BAGIAN DOKUMEN –
Lindblom (dalam Solichin Abdul Wahab, 1997:16) mendefinisikan formulasi kebijakan publik (public policy making) sebagai berikut:
“An extremely complex, analytical and political process to which there is no beginning or end the boundaries of which are most uncertain. Somehow a complex set fo forces that we call policy-making all taken together, produces effect called policies”. (merupakan proses politik yang amat kompleks dan analisis dimana tidak mengenal saat dimulai dan diakhirinya dan batas dari proses itu sesungguhnya yang paling tidak pasti, serangkaian kekuatan yang agak kompleks itu kita sebut sebagai pembuatan kebijakan publik, itulah yang kemudian membuahkan hasil yang disebut kebijakan)

BAHAN YANG DISEDIAKAN –
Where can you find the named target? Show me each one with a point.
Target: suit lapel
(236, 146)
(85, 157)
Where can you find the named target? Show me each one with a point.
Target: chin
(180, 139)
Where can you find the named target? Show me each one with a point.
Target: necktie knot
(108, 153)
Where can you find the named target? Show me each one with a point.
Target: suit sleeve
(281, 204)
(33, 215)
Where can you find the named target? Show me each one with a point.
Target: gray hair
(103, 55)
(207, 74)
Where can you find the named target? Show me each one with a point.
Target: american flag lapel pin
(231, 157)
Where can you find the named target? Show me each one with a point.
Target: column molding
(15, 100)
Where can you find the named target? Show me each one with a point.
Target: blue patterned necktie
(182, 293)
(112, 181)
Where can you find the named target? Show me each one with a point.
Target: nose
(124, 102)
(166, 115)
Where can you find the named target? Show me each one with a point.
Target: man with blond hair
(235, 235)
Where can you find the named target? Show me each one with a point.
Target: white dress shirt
--
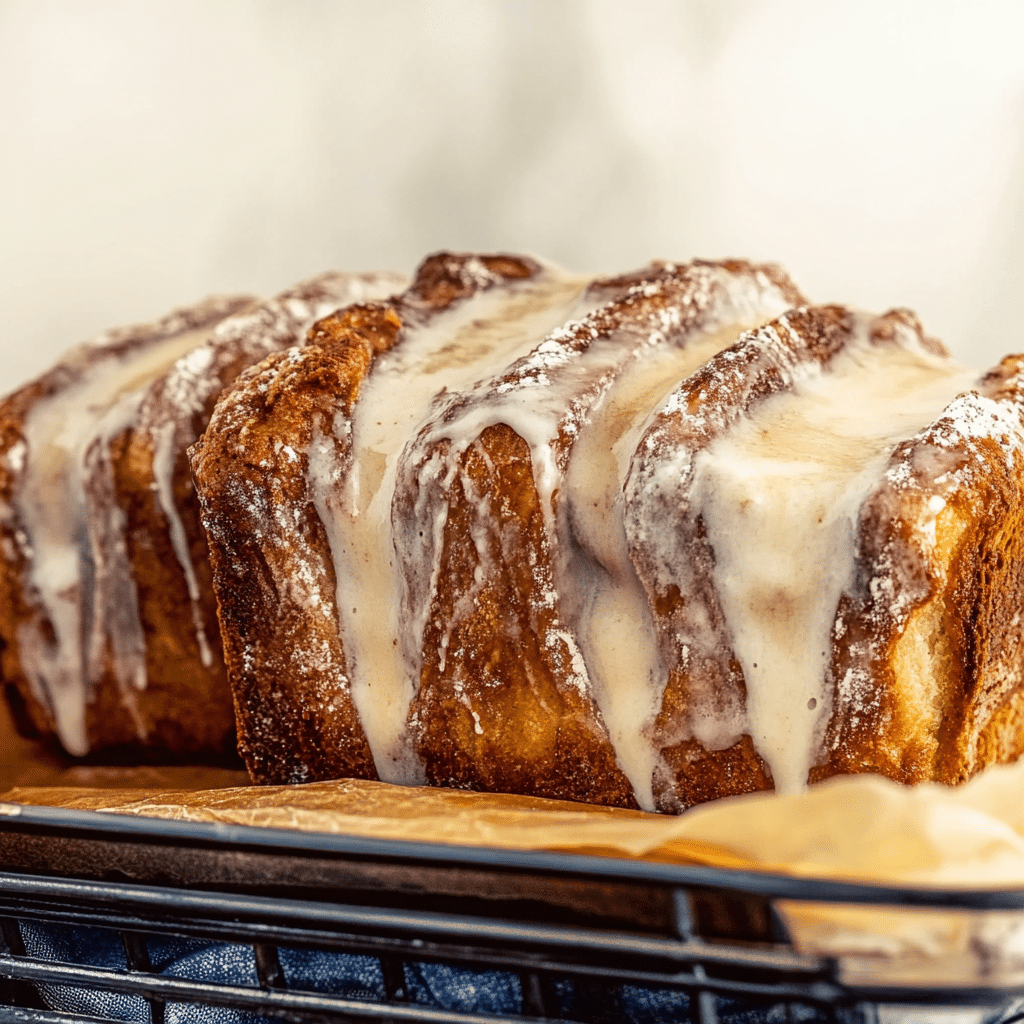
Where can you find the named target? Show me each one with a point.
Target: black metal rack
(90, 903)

PERINTAH TERTULIS 1 – Menurut bagian dokumen tentang formulasi kebijakan publik, apa nama hasil yang dibuahkan oleh serangkaian kekuatan yang disebut pembuatan kebijakan publik?
PERINTAH TERTULIS 2 – Sambung bagian dokumen tentang formulasi kebijakan publik, mulai sesudah kalimat terakhirnya.

HASIL LATIHAN 1 – Hasil itu disebut kebijakan.

HASIL LATIHAN 2 –
Dalam prosesnya banyak ahli yang merumuskan secara berbeda salah satunya adalah Udoji, seorang pakar kebijakan publik (dalam Solichin Abdul Wahab, 1997:17) merumuskan formulasi kebijakan ini sebagai berikut:
“The whole process of articulating and defining problems, formulating possible solution into political demands, chanelling those demands into political system, seeking sanction or legitimation of the preferred course of action, legitimation and implementation, monitoring and review (feedback)”. (keseluruhan proses yang menyangkut pengartikulasian dan pendefinisian masalah, perumusan kemungkinan-kemungkinan pemecahan masalah dalam bentuk tuntutan-tuntutan politik, pengaturan tuntutan-tuntutan tersebut ke dalam sistem politik, pengupayaan pemberian sanksi-sanksi atau legitimasi dari arah tindakan yang dipilih pengesahan dan pelaksanaan atau implementasi, monitoring dan peninjauan kembali (umpan balik).
Winarno (2002:80-84) membagi tahapan Formulasi kebijakan publik menjadi empat tahap, yaitu: perumusan masalah, (defining problem), agenda kebijakan, pemilihan alternatif kebijakan untuk memecahkan masalah dan tahap penetapan kebijakan.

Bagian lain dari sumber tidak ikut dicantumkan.